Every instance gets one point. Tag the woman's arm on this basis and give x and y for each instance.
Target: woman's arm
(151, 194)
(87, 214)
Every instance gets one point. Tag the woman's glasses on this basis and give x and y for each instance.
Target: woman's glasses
****
TO DO:
Output, unchanged, only the lines from the one that holds "Every instance gets one point. Tag the woman's glasses" through the last line of the material above.

WRITTEN SOLUTION:
Every instance gets one point. Tag the woman's glasses on this basis and give x and y for each instance.
Target: woman's glasses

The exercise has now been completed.